*** Material for the task Section Begins ***

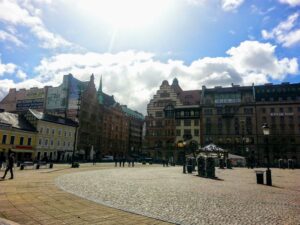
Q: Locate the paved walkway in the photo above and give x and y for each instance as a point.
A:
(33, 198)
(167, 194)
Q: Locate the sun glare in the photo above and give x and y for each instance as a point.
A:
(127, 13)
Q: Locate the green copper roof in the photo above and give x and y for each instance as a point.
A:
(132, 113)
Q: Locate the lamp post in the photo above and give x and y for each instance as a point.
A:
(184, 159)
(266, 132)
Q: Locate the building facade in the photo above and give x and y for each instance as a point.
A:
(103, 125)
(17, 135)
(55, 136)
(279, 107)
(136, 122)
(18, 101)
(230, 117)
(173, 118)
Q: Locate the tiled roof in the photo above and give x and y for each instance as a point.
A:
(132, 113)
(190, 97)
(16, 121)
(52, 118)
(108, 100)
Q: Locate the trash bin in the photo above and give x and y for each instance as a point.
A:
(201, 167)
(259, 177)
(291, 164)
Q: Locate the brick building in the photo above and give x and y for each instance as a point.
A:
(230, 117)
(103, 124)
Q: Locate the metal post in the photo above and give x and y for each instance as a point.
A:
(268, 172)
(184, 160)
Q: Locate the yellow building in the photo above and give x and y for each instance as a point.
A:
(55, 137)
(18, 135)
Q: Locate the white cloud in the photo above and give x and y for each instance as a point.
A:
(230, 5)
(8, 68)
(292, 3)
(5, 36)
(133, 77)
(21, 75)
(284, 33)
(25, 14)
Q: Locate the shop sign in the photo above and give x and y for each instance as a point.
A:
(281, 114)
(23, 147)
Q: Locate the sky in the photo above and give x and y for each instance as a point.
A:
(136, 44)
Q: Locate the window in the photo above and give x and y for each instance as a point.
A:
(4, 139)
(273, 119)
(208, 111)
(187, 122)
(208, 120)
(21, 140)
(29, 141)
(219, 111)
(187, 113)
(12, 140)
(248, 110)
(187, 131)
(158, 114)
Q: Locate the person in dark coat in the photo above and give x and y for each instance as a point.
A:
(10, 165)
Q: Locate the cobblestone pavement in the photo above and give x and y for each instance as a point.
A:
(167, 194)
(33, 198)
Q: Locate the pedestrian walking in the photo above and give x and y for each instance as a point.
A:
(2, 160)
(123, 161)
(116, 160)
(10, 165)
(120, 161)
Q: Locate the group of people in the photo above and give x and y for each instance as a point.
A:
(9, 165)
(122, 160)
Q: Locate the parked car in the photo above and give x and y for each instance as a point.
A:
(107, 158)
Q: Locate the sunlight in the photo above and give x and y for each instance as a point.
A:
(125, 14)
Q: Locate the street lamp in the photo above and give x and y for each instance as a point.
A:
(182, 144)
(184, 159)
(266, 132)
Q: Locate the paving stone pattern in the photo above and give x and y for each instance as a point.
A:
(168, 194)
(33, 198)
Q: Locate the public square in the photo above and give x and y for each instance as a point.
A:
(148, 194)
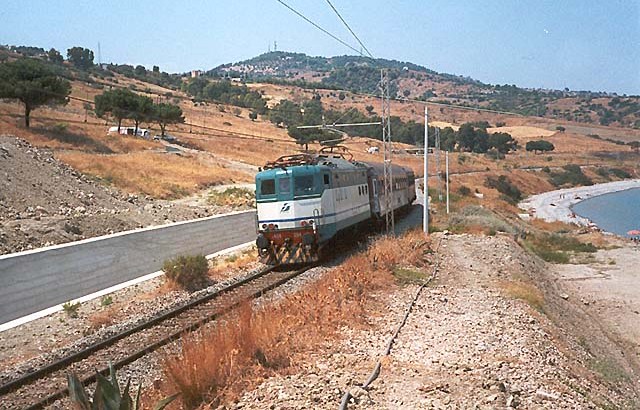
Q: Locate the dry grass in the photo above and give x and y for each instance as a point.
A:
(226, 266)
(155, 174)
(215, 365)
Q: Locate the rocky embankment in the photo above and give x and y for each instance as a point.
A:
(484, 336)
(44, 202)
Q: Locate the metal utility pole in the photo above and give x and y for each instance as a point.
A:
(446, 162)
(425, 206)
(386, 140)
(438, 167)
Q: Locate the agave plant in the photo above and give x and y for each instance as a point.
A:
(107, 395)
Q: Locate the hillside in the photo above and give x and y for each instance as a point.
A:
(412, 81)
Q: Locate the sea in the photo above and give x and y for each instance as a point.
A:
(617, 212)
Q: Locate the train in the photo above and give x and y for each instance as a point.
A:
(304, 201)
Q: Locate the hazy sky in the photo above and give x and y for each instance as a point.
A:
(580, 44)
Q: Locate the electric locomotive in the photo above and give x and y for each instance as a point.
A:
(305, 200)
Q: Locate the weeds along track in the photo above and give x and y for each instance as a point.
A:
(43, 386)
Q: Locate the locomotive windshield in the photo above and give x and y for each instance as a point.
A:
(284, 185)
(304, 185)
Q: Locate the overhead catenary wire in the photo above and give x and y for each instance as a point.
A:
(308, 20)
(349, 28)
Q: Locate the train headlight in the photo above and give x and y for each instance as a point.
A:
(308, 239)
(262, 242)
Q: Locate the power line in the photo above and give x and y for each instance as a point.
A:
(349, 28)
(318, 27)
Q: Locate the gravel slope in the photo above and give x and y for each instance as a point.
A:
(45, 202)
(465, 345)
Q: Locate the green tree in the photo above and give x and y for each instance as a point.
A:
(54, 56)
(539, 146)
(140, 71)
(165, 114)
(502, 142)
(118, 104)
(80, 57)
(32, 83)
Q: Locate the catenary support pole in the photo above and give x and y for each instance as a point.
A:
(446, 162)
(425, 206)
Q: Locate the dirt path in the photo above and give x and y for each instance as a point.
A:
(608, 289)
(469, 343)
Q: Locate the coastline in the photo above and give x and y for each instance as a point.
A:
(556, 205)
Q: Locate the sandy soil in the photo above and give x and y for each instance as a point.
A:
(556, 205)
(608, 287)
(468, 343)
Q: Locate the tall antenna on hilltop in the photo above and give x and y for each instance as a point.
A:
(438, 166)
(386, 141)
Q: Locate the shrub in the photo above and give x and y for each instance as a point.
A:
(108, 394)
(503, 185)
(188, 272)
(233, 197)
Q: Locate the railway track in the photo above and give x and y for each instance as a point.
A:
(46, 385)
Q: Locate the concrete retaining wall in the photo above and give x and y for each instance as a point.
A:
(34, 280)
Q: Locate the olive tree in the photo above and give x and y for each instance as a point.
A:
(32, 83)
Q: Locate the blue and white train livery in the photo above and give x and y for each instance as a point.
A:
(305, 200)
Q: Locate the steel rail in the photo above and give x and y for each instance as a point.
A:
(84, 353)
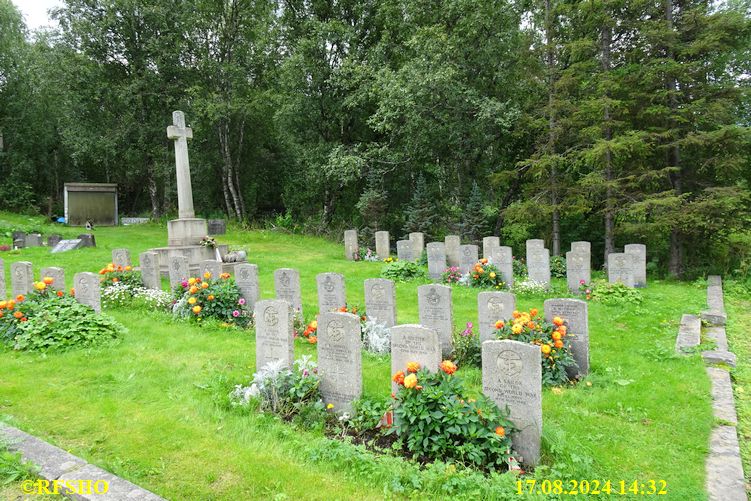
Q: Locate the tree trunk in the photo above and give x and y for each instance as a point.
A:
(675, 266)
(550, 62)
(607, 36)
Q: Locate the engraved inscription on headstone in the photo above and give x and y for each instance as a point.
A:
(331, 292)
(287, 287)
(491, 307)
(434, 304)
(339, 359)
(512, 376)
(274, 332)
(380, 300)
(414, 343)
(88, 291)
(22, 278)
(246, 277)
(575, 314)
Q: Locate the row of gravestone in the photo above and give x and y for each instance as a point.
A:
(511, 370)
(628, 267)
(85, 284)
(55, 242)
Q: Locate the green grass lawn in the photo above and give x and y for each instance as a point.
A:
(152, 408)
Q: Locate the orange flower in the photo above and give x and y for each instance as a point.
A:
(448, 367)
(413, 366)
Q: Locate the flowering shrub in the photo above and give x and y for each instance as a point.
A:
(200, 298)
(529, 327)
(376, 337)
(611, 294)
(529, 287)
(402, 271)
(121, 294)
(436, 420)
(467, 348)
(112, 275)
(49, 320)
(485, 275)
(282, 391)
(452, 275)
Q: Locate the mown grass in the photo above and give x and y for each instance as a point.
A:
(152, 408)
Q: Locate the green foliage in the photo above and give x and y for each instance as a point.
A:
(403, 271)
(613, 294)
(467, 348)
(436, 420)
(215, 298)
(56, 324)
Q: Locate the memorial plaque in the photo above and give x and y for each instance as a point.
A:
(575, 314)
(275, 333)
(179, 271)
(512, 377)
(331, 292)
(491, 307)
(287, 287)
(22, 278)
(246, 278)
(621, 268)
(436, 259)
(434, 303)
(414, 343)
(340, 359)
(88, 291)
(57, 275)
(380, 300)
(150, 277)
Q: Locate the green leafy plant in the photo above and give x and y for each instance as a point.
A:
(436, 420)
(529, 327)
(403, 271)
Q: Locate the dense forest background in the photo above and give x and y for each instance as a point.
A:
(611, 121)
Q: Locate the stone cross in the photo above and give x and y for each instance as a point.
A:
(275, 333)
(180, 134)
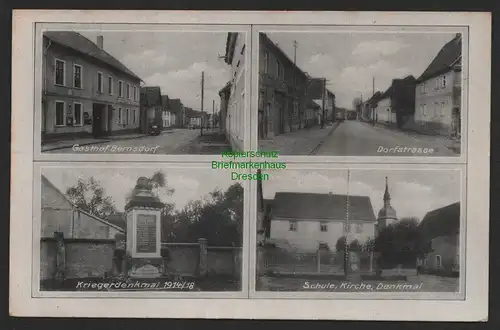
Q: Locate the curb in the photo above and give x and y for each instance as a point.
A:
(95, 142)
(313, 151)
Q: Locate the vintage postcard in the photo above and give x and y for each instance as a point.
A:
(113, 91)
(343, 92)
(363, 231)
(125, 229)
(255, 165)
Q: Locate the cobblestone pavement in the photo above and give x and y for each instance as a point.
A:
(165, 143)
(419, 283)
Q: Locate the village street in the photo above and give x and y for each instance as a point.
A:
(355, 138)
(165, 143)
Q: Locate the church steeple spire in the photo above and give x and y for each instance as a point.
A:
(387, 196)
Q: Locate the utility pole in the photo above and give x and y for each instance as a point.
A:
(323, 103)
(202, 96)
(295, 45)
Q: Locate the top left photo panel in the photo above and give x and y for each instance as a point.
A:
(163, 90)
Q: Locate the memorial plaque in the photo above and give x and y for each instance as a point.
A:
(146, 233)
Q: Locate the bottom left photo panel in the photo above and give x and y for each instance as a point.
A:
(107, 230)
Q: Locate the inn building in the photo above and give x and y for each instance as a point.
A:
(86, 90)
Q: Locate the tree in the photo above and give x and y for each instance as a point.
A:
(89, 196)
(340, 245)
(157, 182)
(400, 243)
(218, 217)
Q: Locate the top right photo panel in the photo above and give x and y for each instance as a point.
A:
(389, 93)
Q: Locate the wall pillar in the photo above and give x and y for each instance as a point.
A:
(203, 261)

*** Material for the task Section Ends ***
*** Material for the task Section Begins ***

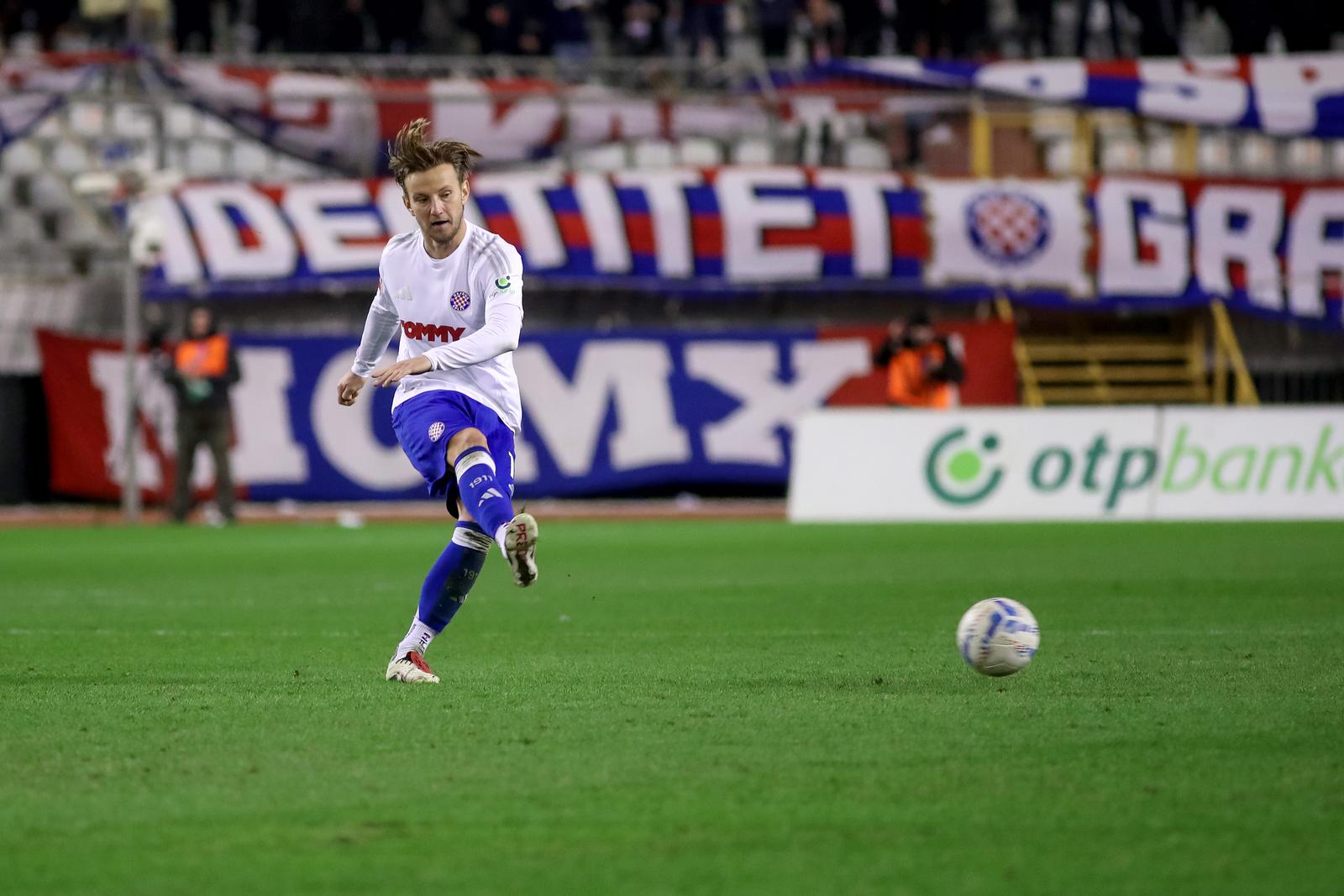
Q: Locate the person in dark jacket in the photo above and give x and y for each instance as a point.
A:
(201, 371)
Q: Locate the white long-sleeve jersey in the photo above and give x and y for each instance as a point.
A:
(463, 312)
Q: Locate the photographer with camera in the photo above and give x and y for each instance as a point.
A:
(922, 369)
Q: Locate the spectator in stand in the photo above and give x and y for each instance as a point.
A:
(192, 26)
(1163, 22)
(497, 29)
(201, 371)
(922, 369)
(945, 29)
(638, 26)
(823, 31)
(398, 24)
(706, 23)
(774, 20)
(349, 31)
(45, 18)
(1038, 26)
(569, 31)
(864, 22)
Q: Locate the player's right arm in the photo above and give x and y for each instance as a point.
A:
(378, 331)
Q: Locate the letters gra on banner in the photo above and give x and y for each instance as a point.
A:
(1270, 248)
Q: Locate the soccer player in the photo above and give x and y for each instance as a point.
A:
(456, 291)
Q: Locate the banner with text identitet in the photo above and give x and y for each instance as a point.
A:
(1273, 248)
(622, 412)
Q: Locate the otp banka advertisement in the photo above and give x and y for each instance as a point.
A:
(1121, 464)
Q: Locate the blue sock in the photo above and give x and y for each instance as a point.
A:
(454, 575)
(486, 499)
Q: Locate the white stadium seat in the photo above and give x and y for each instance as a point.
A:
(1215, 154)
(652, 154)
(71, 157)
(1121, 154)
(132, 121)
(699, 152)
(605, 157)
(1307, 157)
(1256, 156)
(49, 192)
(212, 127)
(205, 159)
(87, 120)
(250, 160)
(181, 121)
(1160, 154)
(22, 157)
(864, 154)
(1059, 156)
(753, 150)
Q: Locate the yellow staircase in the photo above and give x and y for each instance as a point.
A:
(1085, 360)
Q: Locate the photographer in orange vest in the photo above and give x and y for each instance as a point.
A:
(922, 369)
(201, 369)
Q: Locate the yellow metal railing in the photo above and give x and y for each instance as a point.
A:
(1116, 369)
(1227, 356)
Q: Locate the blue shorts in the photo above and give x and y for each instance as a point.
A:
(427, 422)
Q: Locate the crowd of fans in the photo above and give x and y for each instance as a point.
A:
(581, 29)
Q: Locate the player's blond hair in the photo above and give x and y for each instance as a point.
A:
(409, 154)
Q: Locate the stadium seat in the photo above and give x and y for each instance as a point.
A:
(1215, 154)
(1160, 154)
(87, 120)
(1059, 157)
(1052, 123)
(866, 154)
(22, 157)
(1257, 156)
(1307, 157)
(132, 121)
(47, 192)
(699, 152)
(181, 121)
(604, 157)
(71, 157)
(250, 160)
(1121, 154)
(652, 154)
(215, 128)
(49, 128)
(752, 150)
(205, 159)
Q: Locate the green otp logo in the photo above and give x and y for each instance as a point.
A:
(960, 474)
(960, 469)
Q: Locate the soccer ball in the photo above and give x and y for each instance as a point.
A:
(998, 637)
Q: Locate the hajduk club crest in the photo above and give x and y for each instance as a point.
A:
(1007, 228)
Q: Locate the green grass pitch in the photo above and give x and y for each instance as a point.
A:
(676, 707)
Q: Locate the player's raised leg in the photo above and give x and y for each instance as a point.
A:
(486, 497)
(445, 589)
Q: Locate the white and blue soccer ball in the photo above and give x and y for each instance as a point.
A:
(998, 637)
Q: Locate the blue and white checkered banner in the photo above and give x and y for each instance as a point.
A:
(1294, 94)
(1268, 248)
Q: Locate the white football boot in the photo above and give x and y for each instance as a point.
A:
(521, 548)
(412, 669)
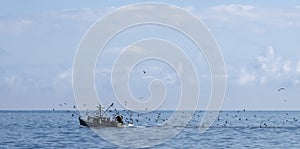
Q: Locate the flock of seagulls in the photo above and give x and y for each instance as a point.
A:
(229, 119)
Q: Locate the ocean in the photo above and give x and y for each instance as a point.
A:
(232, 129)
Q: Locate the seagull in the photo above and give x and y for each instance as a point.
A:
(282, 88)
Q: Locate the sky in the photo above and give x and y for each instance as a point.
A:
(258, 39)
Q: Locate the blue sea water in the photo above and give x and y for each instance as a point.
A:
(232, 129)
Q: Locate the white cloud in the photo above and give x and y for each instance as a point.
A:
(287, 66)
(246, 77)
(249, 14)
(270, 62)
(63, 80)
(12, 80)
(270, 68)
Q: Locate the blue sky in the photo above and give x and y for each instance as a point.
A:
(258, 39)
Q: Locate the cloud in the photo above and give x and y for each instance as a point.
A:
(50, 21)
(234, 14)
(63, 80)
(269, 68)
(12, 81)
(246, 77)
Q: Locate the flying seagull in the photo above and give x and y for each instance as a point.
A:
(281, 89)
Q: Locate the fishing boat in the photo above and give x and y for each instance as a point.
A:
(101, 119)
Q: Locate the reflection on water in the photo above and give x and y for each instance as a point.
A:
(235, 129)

*** Material for the task Section Ends ***

**Problem to solve**. Copy the listing above exactly, but only from the line with "Q: Locate the green tree" through the line with "Q: Locate the engraved", including those two lines and excluding any picture.

**Output for this exercise**.
Q: Locate the green tree in the photo above and give x and y for each instance as a point.
A:
(54, 56)
(539, 146)
(140, 71)
(165, 114)
(502, 142)
(118, 104)
(80, 57)
(32, 83)
Q: Locate the catenary support pole in the photo above and give x and y for each instance as a point.
A:
(446, 162)
(425, 206)
Q: Locate the dirt path in the photo above and give x and y for each instance as a point.
A:
(608, 289)
(469, 343)
Q: Locate the coastline in the photo above and give x and y for each instance as a point.
A:
(556, 205)
Q: Locate the sandy soil in the photo above and give x and y for each instance as a point.
A:
(556, 205)
(608, 287)
(468, 343)
Q: Locate the tall antenna on hilltop in the photo above and give x and y for each instance as a point.
A:
(438, 166)
(386, 141)
Q: Locate the shrub in the photo above and give x and y for each instance as a point.
A:
(108, 394)
(503, 185)
(188, 272)
(233, 197)
Q: Locate the railway track in the photo above and give x and y for each instance as a point.
A:
(46, 385)
Q: Locate the concrete retaining wall in the photo above and give x and y for each instance as a point.
A:
(34, 280)
Q: Locate the olive tree in the photo above and give x and y for each instance as a point.
A:
(32, 83)
Q: Locate the blue and white train livery in the photo above and give x and y for each instance as a point.
A:
(305, 200)
Q: Locate the steel rail in the photo above and give x and y for each instance as a point.
A:
(84, 353)
Q: Locate the tree trunk in the photo above and give x and y for each instance as a point.
A:
(675, 266)
(550, 62)
(607, 36)
Q: Locate the engraved inscription on headstone in the photo above and give x and y for each instance as a point.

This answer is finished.